OBJECTIVE: Display each line in the entries below that contains the word "surface".

____ RAW DATA

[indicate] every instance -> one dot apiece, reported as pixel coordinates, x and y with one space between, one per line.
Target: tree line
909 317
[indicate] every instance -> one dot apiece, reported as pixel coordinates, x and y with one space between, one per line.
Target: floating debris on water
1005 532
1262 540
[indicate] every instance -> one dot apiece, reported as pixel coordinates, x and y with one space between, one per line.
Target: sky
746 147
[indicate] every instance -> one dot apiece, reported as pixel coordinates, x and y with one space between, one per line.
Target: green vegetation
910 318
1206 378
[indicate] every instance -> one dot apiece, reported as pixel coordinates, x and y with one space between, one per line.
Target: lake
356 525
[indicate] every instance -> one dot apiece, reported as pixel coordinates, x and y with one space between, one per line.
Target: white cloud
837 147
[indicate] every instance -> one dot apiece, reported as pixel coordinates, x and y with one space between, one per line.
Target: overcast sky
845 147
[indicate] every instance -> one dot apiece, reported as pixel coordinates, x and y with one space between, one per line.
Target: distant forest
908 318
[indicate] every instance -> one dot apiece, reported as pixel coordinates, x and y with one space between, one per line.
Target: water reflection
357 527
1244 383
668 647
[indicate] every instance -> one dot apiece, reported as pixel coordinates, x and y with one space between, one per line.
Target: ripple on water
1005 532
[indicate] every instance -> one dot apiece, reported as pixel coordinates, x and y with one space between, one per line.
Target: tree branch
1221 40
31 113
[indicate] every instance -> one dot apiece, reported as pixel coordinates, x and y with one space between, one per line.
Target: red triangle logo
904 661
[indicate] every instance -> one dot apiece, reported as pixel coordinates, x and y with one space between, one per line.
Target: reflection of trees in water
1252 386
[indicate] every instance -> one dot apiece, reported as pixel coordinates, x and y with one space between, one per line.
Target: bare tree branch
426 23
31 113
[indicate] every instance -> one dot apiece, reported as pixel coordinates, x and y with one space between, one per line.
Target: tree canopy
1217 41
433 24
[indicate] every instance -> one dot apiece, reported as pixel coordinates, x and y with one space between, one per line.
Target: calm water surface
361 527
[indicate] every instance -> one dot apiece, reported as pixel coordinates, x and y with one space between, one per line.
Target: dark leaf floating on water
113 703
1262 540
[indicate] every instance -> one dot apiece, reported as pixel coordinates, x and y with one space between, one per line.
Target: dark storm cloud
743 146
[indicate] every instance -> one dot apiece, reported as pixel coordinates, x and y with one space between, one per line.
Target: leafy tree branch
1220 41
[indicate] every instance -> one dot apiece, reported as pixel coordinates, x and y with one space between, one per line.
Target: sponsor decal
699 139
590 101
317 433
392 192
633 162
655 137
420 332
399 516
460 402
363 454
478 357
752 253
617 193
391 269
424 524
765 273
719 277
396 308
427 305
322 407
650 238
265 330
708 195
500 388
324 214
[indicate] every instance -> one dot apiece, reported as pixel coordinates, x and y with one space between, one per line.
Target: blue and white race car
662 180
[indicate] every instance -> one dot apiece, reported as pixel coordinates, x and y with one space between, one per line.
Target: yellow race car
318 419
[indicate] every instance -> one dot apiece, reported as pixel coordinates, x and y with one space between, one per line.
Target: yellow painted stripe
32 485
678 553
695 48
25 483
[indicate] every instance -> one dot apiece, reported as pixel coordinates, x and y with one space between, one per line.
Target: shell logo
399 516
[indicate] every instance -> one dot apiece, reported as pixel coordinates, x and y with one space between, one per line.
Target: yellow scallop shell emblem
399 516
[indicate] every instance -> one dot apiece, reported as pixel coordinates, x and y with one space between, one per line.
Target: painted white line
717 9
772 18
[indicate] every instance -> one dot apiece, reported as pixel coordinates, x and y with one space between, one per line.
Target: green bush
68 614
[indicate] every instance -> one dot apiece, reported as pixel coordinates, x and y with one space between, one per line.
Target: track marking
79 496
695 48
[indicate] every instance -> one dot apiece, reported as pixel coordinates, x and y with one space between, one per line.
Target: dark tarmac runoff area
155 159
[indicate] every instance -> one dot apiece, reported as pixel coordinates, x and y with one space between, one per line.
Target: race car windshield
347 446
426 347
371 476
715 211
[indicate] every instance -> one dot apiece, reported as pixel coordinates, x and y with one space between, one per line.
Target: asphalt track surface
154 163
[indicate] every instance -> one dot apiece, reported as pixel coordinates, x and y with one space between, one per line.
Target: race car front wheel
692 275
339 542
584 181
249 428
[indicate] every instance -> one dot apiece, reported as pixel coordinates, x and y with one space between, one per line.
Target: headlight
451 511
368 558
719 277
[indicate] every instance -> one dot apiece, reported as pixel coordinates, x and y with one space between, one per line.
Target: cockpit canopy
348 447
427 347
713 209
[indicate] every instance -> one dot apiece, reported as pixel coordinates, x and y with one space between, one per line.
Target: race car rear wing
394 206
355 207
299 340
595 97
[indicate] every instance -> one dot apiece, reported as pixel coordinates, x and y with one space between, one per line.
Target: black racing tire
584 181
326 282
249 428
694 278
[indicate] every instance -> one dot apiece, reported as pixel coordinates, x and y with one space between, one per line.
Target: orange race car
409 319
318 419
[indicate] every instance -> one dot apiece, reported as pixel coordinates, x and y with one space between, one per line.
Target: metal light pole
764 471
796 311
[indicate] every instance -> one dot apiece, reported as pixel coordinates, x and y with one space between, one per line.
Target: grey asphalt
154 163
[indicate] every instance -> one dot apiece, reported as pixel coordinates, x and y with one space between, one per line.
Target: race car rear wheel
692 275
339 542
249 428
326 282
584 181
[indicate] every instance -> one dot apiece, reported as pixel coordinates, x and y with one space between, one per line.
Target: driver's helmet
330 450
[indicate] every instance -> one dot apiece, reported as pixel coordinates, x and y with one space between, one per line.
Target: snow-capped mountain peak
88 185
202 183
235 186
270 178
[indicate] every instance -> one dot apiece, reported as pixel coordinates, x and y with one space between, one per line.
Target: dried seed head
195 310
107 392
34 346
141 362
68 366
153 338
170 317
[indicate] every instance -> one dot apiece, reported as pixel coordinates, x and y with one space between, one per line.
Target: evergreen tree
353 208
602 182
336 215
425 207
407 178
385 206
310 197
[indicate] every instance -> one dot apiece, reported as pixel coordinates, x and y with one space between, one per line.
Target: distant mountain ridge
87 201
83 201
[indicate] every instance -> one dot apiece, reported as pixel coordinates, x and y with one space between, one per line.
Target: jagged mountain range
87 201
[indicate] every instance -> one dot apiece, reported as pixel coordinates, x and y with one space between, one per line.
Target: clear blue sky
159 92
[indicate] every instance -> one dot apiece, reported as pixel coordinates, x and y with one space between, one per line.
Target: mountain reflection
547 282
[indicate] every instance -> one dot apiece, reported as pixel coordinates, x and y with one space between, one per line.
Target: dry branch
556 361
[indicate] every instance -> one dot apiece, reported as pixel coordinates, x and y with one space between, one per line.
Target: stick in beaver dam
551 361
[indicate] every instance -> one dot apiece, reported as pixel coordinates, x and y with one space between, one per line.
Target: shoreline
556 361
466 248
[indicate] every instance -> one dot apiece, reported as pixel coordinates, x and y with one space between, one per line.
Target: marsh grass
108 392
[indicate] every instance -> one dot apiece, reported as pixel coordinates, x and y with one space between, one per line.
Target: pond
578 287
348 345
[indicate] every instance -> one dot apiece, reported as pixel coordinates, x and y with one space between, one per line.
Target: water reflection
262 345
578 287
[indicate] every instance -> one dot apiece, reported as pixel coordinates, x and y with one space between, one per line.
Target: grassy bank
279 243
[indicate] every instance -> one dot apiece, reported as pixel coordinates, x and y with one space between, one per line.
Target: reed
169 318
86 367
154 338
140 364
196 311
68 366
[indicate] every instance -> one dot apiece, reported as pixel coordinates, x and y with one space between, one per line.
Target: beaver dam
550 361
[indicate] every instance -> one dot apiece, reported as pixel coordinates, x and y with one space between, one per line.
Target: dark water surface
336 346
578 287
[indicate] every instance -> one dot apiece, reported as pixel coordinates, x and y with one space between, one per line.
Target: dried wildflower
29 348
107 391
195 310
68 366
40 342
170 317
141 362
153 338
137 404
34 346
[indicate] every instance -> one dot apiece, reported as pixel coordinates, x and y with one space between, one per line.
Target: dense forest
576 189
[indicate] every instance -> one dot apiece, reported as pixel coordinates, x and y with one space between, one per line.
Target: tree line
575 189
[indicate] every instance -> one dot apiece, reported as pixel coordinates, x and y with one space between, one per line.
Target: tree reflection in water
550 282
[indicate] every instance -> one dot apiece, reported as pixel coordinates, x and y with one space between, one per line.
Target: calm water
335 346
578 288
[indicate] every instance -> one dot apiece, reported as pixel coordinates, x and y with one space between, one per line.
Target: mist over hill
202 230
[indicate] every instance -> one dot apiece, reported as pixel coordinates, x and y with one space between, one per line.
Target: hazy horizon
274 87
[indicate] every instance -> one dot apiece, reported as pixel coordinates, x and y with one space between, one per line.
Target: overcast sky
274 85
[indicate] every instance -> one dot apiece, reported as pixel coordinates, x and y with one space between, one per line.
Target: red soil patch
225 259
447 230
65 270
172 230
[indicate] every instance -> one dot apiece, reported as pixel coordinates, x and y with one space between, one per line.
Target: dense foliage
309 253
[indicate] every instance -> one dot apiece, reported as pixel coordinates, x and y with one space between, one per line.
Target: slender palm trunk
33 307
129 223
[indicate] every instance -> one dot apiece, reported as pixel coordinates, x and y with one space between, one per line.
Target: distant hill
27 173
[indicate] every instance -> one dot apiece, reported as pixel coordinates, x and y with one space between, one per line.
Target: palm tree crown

________

ANSWER TO THE TASK:
Target: calm water surface
Target: asphalt track surface
Target: dark water surface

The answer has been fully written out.